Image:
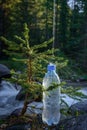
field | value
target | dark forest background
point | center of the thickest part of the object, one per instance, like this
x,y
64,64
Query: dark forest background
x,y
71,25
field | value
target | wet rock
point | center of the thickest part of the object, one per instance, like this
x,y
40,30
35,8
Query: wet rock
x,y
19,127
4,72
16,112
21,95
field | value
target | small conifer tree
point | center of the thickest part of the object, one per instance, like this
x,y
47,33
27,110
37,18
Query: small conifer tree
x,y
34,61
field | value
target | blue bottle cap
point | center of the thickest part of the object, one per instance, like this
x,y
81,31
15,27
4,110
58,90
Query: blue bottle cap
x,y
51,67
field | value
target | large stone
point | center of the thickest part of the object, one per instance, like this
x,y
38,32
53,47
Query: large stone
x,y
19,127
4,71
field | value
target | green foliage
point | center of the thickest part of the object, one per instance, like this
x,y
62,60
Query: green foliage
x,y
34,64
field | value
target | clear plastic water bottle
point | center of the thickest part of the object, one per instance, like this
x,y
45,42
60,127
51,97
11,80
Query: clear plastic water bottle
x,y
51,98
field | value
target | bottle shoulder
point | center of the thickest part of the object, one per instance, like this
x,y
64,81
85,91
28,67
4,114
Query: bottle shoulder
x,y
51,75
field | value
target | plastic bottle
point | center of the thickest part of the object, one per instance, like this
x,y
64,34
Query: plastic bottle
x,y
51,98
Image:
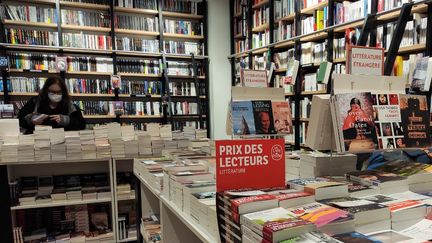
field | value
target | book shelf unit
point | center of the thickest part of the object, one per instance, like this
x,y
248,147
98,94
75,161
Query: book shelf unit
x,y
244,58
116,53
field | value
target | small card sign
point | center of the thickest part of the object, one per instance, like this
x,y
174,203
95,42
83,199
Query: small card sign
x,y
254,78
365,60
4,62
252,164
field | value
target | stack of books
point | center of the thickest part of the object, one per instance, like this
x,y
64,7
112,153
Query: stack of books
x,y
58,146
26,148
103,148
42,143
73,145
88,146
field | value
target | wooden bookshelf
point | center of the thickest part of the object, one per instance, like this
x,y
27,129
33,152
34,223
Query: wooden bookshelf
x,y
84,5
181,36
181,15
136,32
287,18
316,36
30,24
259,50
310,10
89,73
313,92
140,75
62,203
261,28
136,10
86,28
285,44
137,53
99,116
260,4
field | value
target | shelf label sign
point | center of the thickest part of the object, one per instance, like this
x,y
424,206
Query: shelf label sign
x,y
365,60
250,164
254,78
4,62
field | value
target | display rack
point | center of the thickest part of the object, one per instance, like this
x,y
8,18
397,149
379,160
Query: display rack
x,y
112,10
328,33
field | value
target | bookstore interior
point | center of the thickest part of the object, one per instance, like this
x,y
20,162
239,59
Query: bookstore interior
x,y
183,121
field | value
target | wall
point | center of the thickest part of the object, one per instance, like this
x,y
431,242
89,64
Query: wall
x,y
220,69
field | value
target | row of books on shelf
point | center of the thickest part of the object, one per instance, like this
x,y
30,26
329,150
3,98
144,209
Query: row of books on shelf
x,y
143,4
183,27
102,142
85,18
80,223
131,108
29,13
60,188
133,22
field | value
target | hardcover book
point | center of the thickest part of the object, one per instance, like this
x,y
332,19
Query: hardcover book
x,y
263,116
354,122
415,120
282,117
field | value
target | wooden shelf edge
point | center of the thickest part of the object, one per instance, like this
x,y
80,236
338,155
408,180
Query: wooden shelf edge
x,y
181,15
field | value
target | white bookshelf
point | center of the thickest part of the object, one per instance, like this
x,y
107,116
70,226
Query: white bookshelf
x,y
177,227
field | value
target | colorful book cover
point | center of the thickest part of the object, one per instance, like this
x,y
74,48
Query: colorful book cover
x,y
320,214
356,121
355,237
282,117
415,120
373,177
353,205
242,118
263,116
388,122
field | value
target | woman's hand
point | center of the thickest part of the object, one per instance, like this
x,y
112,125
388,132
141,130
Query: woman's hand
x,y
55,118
□ □ □
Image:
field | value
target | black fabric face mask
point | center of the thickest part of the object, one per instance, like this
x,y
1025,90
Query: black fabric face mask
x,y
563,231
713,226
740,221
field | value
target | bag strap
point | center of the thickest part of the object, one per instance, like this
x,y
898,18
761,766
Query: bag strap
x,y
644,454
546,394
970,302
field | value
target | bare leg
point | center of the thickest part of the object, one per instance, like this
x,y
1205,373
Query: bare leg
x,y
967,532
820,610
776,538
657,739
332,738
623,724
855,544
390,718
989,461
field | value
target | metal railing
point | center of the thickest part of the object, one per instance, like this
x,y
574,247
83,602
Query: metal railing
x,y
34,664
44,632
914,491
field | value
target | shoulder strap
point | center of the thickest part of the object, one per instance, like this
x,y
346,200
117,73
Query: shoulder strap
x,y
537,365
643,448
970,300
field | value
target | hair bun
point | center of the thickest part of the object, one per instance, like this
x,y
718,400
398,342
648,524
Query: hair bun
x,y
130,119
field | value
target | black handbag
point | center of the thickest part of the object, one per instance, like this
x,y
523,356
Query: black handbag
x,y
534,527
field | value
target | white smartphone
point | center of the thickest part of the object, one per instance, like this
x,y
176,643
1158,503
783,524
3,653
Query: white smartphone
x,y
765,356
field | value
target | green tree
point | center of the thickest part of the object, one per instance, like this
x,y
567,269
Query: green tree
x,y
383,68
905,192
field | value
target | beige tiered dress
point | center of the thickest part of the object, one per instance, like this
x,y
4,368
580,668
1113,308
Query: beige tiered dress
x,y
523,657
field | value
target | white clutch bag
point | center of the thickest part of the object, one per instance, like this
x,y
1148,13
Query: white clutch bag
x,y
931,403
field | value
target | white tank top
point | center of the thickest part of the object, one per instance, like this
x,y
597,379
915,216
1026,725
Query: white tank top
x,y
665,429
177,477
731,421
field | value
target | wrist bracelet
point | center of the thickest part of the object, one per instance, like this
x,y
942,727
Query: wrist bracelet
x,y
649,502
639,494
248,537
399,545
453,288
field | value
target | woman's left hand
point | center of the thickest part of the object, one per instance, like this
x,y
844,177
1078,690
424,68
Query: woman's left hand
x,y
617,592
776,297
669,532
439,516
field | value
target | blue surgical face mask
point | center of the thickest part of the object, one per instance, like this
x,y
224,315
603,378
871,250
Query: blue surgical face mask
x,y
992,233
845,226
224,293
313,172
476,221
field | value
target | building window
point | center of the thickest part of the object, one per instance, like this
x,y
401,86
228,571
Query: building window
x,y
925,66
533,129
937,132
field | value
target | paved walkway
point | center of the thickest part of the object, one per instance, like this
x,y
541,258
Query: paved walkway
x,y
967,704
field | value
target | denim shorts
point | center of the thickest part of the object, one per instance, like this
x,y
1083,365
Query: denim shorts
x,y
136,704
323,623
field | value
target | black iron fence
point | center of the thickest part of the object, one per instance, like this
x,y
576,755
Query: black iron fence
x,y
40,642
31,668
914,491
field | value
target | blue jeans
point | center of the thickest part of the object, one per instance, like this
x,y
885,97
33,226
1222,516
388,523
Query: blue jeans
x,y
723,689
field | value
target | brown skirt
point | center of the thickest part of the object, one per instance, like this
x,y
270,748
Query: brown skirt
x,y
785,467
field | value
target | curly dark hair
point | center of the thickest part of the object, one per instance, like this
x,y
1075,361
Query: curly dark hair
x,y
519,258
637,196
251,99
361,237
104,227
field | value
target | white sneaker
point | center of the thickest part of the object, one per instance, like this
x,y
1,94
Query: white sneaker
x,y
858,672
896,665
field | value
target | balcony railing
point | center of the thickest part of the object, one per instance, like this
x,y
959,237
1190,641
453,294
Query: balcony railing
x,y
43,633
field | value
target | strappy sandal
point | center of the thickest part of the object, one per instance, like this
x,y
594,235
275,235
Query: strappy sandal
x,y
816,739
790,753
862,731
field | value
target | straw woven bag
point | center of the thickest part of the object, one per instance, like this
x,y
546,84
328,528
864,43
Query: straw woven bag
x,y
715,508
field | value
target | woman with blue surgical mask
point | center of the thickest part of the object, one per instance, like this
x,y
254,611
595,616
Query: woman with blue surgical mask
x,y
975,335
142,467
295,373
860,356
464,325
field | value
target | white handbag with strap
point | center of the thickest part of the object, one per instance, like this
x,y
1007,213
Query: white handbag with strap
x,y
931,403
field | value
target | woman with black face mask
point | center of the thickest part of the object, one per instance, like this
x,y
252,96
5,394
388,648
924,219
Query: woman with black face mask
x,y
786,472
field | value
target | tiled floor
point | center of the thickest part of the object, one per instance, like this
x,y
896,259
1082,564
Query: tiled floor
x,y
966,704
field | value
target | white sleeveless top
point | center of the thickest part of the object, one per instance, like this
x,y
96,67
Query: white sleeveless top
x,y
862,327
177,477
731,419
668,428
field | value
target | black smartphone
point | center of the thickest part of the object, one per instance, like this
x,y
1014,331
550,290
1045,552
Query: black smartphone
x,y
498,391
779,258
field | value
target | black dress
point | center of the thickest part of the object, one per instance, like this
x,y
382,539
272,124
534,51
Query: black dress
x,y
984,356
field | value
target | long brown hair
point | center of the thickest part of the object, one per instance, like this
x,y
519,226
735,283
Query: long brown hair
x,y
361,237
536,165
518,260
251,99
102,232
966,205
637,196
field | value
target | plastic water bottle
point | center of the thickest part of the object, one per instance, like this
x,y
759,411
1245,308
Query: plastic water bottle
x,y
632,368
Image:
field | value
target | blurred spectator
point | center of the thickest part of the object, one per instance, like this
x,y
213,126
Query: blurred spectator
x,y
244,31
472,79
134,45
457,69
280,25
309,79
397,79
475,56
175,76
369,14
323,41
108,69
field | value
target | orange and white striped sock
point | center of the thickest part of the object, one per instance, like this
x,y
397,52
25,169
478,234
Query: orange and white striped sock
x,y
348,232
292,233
□ □ □
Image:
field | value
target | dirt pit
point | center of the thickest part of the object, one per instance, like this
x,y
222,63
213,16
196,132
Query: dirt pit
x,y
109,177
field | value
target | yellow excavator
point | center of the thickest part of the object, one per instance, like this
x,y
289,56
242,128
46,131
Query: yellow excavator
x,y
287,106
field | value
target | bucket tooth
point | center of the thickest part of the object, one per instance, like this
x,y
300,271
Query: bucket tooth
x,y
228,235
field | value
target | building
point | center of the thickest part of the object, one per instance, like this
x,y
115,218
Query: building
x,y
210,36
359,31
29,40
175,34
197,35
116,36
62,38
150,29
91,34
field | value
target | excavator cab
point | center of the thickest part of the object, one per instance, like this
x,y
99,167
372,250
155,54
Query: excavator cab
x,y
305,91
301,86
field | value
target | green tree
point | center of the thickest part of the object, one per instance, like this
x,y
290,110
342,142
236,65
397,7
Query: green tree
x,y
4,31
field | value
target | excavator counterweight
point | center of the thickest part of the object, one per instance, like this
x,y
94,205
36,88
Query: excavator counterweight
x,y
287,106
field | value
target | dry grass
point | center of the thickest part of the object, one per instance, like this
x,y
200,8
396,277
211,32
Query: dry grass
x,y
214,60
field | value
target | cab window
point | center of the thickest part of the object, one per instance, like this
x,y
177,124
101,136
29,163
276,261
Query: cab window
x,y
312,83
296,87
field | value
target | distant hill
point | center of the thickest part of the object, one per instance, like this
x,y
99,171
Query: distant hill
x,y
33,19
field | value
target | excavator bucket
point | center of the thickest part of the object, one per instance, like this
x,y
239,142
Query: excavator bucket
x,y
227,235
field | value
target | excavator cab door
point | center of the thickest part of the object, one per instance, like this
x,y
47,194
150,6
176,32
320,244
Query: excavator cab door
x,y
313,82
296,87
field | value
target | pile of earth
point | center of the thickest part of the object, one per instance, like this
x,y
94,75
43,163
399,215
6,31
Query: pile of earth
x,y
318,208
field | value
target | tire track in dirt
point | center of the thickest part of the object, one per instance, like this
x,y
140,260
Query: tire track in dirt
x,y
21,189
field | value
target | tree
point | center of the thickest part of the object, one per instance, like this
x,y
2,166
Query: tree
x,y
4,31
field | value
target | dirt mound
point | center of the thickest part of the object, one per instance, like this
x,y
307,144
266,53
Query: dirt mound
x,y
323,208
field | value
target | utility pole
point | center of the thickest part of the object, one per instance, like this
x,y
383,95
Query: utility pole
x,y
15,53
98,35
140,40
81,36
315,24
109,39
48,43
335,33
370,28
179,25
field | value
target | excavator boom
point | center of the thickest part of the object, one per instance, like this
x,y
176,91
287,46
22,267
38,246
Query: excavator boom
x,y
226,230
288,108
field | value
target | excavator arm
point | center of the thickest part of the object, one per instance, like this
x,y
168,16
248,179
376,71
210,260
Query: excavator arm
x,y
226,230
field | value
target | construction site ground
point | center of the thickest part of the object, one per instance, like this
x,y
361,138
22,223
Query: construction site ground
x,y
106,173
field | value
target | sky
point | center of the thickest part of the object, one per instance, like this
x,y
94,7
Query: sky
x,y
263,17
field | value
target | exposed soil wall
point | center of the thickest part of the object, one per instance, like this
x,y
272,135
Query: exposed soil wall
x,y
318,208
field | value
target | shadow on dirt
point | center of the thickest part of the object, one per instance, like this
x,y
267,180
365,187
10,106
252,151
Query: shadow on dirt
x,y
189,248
□ □ □
> [Exercise] Find every line in the rows above that contains the word "hardcover", and copy each one out.

> [Answer to this problem]
target | hardcover book
Query: hardcover book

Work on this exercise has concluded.